> **Goal**: Render the stretch from the line containing "of the denim" through the line containing "x=500 y=206" as a numbered list, leaving out blank lines.

> **Point annotation data**:
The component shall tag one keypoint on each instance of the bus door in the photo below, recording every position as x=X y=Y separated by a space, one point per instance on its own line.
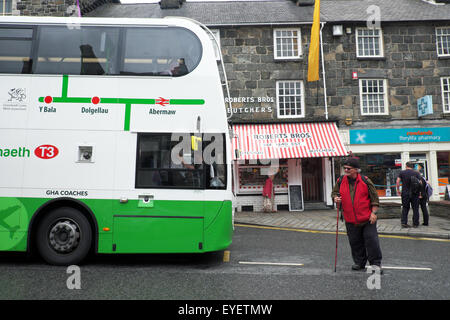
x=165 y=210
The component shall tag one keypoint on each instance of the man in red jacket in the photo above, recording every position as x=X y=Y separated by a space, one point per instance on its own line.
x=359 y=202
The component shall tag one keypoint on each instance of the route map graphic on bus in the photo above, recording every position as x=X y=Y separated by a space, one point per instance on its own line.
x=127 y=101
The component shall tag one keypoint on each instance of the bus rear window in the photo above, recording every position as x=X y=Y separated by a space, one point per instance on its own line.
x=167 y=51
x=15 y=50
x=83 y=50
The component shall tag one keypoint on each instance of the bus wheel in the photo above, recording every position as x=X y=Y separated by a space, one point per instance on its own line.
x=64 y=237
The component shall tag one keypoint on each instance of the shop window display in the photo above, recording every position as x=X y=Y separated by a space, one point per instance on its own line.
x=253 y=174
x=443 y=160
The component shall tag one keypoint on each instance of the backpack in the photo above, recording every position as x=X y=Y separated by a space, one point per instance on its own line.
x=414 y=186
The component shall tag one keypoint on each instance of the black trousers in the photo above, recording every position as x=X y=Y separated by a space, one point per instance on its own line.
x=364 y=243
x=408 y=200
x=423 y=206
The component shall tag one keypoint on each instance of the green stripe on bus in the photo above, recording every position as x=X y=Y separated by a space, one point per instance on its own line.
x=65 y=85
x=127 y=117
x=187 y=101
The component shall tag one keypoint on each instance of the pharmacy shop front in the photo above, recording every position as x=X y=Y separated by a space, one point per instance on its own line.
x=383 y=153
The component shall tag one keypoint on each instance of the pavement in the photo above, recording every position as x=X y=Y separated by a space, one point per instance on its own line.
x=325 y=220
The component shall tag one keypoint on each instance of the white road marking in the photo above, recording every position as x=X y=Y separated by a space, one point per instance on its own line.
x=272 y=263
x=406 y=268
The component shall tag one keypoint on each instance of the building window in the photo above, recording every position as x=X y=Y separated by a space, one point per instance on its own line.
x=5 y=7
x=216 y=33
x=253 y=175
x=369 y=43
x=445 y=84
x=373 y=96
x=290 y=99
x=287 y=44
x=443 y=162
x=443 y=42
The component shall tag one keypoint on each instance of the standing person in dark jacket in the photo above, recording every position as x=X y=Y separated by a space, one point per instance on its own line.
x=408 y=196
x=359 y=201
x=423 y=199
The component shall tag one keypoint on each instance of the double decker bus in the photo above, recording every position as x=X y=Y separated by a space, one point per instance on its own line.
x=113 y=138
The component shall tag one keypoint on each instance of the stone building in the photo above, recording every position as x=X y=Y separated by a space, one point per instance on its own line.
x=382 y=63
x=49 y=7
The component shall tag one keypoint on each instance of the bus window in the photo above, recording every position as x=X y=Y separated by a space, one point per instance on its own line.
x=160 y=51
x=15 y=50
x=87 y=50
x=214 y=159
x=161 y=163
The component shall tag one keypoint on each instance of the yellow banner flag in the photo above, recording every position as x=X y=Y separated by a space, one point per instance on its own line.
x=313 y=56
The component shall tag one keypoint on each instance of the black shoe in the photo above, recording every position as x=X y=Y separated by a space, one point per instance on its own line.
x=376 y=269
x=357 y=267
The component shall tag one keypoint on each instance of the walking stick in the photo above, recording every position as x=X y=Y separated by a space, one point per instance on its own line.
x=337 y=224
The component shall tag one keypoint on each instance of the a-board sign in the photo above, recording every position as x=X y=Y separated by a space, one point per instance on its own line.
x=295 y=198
* * *
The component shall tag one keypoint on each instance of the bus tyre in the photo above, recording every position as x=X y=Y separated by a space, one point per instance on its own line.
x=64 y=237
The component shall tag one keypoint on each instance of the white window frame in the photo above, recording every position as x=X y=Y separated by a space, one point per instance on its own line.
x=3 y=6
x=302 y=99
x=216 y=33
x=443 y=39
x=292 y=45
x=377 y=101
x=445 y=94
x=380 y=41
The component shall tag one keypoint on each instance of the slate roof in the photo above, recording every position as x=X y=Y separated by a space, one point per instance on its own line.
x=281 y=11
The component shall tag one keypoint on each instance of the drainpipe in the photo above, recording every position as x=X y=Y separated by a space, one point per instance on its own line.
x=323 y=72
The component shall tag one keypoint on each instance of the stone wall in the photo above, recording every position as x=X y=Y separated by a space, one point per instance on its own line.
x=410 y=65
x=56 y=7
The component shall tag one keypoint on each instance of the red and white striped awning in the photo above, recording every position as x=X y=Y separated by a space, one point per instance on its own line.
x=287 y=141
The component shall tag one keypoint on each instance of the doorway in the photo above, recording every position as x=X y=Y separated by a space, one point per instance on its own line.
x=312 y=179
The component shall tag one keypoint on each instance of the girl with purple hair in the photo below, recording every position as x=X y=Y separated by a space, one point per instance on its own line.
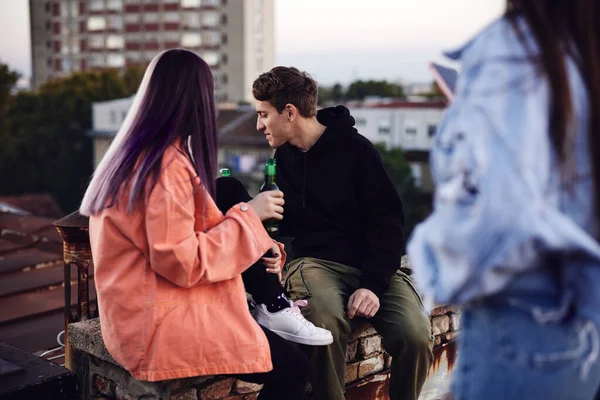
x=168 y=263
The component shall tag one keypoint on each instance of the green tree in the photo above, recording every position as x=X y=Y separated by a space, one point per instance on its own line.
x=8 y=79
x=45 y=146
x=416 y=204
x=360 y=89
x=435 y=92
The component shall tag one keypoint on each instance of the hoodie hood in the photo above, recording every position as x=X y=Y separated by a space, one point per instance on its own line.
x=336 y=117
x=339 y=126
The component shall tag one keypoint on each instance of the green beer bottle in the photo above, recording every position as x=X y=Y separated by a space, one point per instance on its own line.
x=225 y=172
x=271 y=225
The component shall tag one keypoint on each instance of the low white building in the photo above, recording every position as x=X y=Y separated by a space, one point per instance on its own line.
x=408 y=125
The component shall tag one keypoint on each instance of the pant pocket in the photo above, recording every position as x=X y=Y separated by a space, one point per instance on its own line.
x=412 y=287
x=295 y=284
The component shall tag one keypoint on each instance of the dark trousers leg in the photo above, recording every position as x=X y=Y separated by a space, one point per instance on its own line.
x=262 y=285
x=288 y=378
--
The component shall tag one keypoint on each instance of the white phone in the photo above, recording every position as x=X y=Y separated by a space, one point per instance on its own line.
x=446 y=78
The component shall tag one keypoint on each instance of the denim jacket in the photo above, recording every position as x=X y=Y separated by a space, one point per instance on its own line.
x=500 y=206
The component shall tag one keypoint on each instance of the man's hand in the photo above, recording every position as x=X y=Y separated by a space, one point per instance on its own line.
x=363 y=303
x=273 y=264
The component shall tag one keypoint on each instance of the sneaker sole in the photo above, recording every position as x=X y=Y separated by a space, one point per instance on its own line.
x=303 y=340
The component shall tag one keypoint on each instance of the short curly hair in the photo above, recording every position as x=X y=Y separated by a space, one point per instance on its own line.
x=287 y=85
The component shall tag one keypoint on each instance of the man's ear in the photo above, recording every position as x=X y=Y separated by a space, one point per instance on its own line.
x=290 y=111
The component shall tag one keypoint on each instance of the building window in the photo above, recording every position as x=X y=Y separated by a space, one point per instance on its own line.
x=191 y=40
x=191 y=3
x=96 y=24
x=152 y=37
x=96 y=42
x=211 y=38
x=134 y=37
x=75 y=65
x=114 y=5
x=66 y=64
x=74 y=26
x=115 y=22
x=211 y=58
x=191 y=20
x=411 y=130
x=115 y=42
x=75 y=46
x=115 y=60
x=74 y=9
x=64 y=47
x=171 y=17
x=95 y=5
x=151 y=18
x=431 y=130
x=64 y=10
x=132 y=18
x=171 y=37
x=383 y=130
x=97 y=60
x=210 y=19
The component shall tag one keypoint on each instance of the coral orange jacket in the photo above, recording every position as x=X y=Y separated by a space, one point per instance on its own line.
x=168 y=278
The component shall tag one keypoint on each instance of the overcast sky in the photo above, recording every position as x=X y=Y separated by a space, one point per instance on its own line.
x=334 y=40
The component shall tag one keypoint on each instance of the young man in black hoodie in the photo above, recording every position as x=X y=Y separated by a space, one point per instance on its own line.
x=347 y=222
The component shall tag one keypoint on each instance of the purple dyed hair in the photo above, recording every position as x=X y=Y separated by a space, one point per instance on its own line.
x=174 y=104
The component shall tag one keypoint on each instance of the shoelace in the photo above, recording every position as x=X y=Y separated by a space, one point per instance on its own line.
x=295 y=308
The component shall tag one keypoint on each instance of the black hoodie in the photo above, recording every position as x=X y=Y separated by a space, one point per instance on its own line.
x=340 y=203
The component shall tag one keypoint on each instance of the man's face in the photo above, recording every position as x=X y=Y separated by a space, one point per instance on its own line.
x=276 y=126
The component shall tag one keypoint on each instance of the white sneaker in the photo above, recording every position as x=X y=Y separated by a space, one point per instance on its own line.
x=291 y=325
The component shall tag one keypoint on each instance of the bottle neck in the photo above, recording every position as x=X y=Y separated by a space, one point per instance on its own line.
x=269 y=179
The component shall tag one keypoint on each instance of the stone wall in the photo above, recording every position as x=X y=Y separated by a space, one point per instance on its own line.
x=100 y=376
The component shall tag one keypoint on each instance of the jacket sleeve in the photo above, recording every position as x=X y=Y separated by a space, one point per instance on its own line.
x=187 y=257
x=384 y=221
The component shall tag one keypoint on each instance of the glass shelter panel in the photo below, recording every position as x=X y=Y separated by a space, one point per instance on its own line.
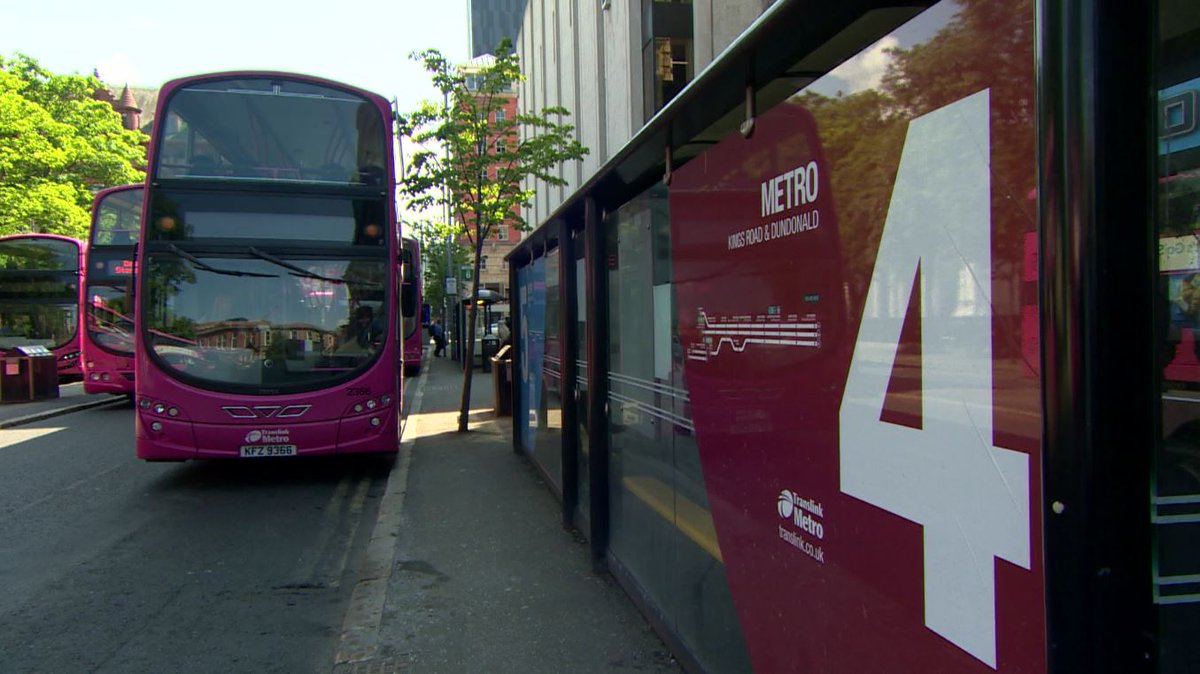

> **Full answer**:
1. The component shall tag one keypoint on each instance of the denim jacket in the photo above, recording every position as x=X y=Y separated by a space, one point per instance on its own line.
2. x=500 y=206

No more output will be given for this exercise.